__Aim of the exercise__: Give the part of the material below that opens with the line containing "Where can you see the purple" and runs to the end of the material as a Markdown table. Use a Number column for the row number and a Line column for the line, and leave out any blank lines.
··· Available data ···
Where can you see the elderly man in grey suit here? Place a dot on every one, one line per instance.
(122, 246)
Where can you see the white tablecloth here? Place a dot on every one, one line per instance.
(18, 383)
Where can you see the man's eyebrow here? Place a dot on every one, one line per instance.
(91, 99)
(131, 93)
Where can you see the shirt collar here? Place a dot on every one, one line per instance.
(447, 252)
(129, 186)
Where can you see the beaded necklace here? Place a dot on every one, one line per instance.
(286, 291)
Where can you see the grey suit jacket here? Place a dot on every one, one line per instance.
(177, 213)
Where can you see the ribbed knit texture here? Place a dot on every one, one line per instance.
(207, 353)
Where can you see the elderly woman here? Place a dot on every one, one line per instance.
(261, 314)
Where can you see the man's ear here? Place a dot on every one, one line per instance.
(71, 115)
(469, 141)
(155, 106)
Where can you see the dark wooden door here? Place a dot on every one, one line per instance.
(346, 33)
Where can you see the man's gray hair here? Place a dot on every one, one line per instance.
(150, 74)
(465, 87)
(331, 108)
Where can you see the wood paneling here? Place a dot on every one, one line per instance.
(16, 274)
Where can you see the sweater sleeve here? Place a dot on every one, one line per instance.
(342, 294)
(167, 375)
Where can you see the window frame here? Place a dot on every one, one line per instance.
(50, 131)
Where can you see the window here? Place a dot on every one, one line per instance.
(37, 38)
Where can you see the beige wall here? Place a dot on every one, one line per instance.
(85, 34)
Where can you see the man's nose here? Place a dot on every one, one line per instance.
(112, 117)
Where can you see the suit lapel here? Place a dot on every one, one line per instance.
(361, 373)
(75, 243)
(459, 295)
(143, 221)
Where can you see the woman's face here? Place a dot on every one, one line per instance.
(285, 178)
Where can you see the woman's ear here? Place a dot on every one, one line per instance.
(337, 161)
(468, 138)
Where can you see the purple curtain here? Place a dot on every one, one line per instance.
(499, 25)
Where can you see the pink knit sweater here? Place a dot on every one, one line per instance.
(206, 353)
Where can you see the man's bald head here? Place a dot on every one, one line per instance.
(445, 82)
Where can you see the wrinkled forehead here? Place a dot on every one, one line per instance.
···
__Expected answer__:
| Number | Line |
|---|---|
| 1 | Where can you see the purple curtain here? Place a dot on every one, one line per instance. |
| 2 | (499, 25) |
| 3 | Where can you see the pink knit sweater here? Place a dot on every one, one line per instance. |
| 4 | (206, 353) |
| 5 | Where can you see the man's bald head here? Place a dot on every one, one line per instance. |
| 6 | (445, 82) |
| 7 | Where can you see the wrinkled forehead here? Place a dot on every one, one line per instance. |